PASSAGE SHOWN ::

══════

[jira] [Updated] (LUCENE-10572) Can we optimize BytesRefHash?

Michael McCandless (Jira) Fri, 13 May 2022 12:14:05 -0700


     [ 
https://issues.apache.org/jira/browse/LUCENE-10572?page=com.atlassian.jira.plugin.system.issuetabpanels:all-tabpanel
 ]


Michael McCandless updated LUCENE-10572:
----------------------------------------
    Description: 
I was poking around in our nightly benchmarks 
([https://home.apache.org/~mikemccand/lucenebench]) and noticed in the JFR 
profiling that the hottest method is this:
{noformat}
PERCENT       CPU SAMPLES   STACK
9.28%         53848         org.apache.lucene.util.BytesRefHash#equals()
                              at org.apache.lucene.util.BytesRefHash#findHash()
                              at org.apache.lucene.util.BytesRefHash#add()
                              at org.apache.lucene.index.TermsHashPerField#add()
                              at 
org.apache.lucene.index.IndexingChain$PerField#invert()
                              at 
org.apache.lucene.index.IndexingChain#processField()
                              at 
org.apache.lucene.index.IndexingChain#processDocument()
                              at 
org.apache.lucene.index.DocumentsWriterPerThread#updateDocuments() {noformat}
This is kinda crazy – comparing if the term to be inserted into the inverted 
index hash equals the term already added to {{BytesRefHash}} is the hottest 
method during nightly benchmarks.

Discussing offline with [~rcmuir] and [~jpountz] they noticed a few 
questionable things about our current implementation:
 * Why are we using a 1 or 2 byte {{vInt}} to encode the length of the inserted 
term into the hash?  Let's just use two bytes always, since IW limits term 
length to 32 K (< 64K that an unsigned short can cover)

 * Why are we doing byte swapping in this deep hotspot using {{VarHandles}} 
(BitUtil.VH_BE_SHORT.get)


 * Is it possible our growth strategy for {{BytesRefHash}} (on rehash) is not 
aggressive enough?  Or the initial sizing of the hash is too small?

══════

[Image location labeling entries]

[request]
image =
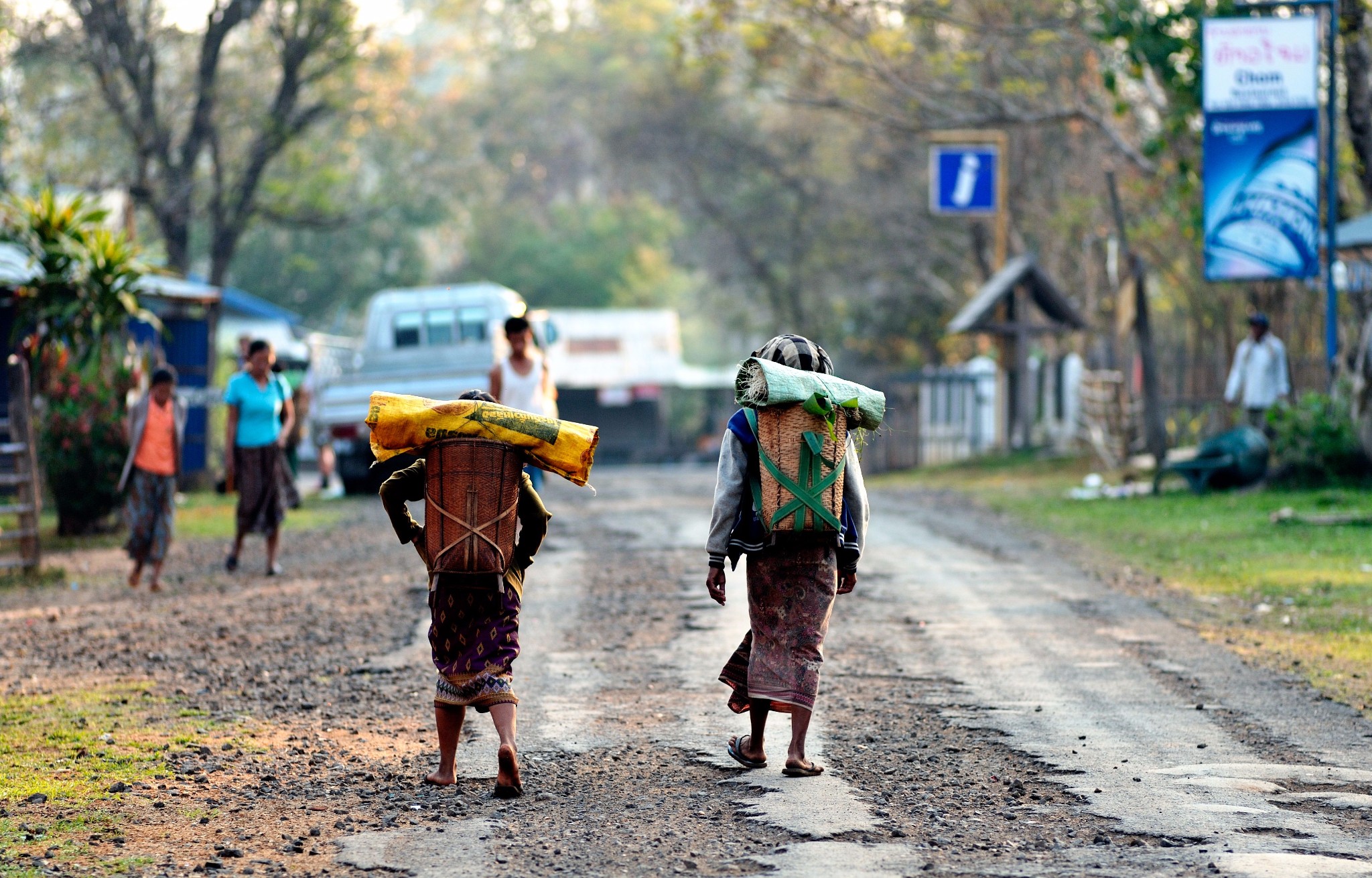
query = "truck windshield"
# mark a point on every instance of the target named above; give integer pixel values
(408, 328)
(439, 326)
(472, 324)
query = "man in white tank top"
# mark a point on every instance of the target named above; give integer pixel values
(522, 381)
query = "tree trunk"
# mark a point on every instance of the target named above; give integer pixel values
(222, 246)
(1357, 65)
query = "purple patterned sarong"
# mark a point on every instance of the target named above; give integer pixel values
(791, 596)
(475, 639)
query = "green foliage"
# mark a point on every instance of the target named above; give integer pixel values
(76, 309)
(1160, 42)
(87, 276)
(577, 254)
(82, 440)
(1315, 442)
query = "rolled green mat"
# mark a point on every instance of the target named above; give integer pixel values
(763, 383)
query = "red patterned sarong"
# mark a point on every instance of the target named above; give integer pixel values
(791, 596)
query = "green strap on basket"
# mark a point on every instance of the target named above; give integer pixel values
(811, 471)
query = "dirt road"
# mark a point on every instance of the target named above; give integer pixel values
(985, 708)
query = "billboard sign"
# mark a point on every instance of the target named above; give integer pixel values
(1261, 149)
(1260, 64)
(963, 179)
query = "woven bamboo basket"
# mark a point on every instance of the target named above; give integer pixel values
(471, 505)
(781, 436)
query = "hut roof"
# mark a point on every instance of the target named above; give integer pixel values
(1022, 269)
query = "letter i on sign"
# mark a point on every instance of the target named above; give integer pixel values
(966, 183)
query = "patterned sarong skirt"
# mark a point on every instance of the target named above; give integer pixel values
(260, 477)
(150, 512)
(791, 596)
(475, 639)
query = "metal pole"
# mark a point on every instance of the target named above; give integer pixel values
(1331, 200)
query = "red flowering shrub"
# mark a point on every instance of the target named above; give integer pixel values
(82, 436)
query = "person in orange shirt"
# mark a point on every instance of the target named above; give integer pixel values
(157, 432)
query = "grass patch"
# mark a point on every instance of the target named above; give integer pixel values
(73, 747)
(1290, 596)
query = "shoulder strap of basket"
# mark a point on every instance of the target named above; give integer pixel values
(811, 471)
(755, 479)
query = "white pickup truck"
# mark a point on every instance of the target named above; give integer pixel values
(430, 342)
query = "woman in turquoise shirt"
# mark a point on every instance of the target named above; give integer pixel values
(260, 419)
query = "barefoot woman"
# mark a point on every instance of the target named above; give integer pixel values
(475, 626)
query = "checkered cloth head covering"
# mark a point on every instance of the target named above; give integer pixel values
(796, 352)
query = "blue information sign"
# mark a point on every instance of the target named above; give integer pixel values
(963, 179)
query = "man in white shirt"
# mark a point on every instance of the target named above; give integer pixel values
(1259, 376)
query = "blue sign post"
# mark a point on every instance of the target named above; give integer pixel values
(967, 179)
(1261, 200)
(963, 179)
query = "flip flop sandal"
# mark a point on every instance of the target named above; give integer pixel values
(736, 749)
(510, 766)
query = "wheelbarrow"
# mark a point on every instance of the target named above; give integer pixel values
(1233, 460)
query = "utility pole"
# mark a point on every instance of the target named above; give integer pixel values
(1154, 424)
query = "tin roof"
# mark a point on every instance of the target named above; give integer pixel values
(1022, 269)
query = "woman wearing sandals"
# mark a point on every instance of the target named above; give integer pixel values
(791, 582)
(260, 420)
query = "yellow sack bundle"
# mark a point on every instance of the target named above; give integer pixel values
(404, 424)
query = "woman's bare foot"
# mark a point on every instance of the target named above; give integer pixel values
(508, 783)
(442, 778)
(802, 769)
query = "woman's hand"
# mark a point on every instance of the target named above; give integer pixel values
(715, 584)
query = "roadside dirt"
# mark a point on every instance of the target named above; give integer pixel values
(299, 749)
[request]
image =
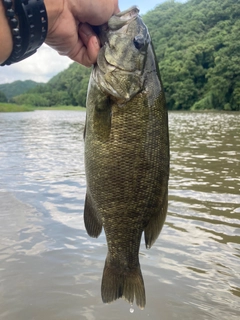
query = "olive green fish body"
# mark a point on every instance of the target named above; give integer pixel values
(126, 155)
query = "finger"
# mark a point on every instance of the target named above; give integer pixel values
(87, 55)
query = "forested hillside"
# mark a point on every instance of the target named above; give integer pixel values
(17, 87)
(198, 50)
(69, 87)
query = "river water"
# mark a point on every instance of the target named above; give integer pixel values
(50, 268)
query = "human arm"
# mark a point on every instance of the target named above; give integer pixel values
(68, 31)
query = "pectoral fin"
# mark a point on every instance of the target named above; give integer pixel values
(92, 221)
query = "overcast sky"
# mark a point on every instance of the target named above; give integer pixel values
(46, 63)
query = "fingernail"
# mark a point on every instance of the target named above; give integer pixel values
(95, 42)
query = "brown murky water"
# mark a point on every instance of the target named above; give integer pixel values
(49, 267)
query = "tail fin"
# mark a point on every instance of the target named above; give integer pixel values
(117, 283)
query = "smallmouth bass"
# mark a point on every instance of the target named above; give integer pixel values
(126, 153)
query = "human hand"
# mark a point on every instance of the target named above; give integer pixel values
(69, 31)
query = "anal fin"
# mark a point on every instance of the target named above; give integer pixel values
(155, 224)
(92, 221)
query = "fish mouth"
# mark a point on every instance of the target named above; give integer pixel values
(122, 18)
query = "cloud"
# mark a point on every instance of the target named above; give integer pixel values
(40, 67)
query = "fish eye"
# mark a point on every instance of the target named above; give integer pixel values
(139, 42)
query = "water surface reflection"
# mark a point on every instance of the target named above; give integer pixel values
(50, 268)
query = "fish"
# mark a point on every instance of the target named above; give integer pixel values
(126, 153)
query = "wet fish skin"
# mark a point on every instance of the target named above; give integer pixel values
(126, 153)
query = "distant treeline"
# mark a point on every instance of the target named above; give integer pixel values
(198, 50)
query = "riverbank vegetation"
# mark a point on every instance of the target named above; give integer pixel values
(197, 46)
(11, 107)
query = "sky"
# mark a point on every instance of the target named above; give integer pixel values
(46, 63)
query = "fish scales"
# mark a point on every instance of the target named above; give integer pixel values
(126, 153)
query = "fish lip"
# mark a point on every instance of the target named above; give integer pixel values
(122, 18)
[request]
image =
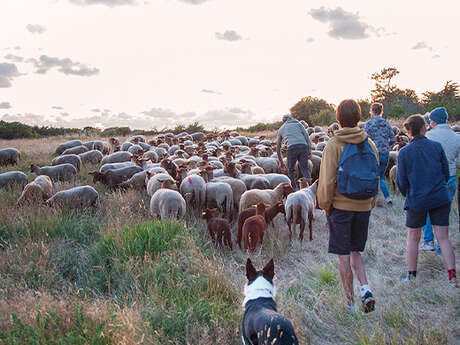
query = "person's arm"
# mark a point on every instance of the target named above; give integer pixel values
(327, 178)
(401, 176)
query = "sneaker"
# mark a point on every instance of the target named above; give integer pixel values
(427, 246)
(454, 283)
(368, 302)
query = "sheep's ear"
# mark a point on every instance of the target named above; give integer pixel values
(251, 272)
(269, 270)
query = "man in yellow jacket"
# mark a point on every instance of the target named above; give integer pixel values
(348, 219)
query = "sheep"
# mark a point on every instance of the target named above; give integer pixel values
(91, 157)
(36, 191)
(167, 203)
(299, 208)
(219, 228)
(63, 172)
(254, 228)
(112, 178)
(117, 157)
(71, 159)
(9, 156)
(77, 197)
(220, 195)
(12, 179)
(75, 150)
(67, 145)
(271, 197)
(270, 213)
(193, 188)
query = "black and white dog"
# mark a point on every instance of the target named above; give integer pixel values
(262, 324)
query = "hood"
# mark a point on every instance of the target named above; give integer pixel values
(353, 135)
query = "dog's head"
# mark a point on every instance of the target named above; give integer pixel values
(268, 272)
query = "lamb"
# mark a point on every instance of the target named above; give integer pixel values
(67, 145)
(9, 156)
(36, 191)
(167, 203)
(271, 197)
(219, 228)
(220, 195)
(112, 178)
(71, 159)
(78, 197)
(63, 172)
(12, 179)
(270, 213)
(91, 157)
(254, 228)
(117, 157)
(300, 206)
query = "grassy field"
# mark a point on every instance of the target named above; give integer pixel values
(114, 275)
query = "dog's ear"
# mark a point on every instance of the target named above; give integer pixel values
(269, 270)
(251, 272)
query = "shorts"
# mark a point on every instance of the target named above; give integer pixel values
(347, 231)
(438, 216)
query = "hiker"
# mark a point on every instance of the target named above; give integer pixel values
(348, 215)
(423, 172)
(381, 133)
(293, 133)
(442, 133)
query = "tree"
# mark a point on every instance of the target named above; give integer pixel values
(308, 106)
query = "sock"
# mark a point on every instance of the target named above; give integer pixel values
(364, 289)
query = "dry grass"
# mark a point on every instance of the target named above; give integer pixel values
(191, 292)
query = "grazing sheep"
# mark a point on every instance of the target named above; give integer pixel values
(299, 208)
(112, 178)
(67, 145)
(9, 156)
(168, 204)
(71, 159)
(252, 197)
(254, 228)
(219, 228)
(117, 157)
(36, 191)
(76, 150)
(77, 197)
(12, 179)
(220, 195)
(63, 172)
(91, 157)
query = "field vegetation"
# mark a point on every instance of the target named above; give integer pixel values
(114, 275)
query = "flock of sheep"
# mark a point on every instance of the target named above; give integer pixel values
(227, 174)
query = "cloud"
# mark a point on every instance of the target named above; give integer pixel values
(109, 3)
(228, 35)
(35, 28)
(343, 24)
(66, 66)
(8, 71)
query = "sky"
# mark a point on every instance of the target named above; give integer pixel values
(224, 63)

══════

EXERCISE GOAL ::
In the Jira update on BytesRefHash above, what share of CPU samples does the hottest method account for in the profiling?

COMPLETED TASK ::
9.28%